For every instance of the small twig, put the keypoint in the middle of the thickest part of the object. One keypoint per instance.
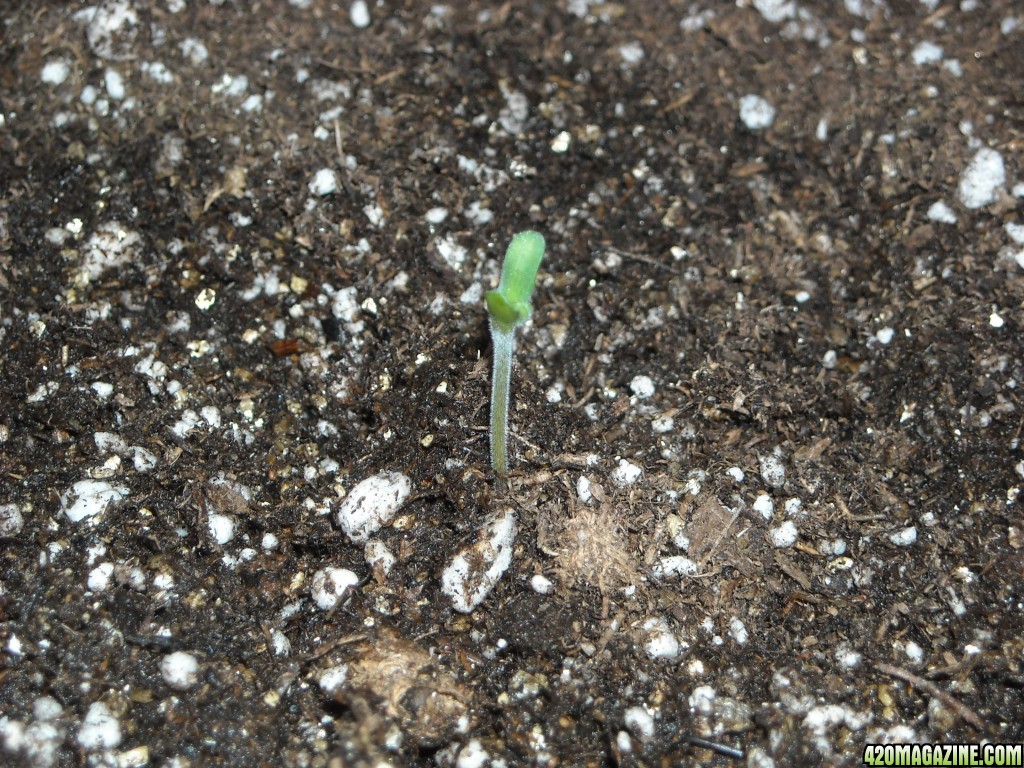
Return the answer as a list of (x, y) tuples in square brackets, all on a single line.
[(933, 690), (729, 752)]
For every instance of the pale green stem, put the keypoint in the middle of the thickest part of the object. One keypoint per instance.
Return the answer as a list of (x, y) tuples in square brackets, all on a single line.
[(504, 343)]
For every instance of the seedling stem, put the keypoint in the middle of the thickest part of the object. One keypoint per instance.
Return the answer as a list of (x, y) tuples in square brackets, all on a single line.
[(509, 307)]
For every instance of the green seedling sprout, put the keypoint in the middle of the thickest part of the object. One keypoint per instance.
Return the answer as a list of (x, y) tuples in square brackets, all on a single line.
[(509, 307)]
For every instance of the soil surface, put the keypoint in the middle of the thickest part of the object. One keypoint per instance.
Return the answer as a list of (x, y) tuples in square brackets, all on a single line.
[(766, 463)]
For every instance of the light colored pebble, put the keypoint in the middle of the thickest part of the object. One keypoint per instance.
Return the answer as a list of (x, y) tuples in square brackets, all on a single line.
[(373, 504), (756, 113), (90, 498), (784, 536), (332, 587), (904, 537), (179, 670), (475, 570)]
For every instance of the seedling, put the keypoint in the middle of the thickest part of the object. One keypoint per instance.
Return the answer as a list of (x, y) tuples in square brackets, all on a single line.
[(509, 307)]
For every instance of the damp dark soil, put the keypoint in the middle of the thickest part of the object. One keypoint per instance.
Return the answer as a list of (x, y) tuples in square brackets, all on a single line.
[(766, 419)]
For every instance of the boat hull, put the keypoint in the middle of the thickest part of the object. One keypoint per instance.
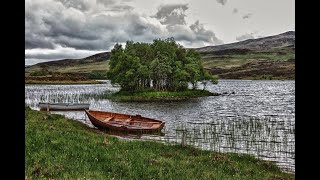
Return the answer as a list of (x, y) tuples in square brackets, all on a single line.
[(130, 126), (63, 106)]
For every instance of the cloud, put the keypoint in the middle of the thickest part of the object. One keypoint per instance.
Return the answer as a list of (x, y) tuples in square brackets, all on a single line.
[(77, 28), (223, 2), (246, 16), (172, 14), (245, 36), (235, 10), (204, 35)]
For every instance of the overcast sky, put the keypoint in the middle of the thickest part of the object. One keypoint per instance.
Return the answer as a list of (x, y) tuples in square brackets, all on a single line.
[(59, 29)]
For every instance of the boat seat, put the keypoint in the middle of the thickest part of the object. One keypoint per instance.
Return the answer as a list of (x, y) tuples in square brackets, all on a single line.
[(108, 119)]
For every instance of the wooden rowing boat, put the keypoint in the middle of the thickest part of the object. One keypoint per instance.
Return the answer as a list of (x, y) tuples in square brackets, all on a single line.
[(63, 106), (124, 122)]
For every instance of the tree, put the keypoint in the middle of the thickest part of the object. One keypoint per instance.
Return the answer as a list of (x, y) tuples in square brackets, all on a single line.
[(162, 65)]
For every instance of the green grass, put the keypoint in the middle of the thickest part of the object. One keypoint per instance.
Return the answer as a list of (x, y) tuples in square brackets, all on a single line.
[(124, 96), (60, 148)]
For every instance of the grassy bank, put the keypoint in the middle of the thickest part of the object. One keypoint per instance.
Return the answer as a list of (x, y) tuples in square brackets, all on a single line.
[(65, 149), (62, 82), (149, 96)]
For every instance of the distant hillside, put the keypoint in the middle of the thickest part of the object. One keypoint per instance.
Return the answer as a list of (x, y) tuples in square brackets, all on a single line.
[(264, 44), (247, 59)]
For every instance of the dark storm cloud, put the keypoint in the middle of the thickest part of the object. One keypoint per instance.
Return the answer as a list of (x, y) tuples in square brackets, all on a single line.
[(172, 14), (246, 16), (235, 10), (223, 2), (245, 36), (83, 26), (204, 35)]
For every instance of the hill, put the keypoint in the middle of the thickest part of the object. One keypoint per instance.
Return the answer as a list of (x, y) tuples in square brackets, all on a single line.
*****
- [WHAT TO WORK ON]:
Extract from the listing above the lines between the line containing "For every instance of the wooden" and the line containing "For every instance of the distant", keeping both of those lines. Output nothing else.

- [TASK SOLUTION]:
For every instance of the wooden rowing boat, put the keypoint in the middle of the thickest part of the object. One keypoint per instance.
Return the answer as a list of (x, y) tuples in square brackets, all on a single line.
[(63, 106), (124, 122)]
For every instance of the tree, put the keypoint in the middle of the thickest part of the object. One keypoint per instance.
Return the answer as a list of (x, y) tuples in square brackets, all on a single line.
[(162, 65)]
For every instance of the green grass, put the keypoint in the middle of the thickest part of the object. One keypoint per instance.
Return the answer as a list of (x, y) tuples in square brackets, all on a single line.
[(124, 96), (60, 148)]
For every instance of the grassy bank, put the keypoint in the middle of the thickest part of the object. One keypoint per instance.
Return the answer as a list of (x, y) tuples in square brackets, all on a single line.
[(65, 149), (62, 82), (149, 96)]
For every instance of the distant hillside, put the keypoint in the middle of the thickest part of the object. One keypoint per instance.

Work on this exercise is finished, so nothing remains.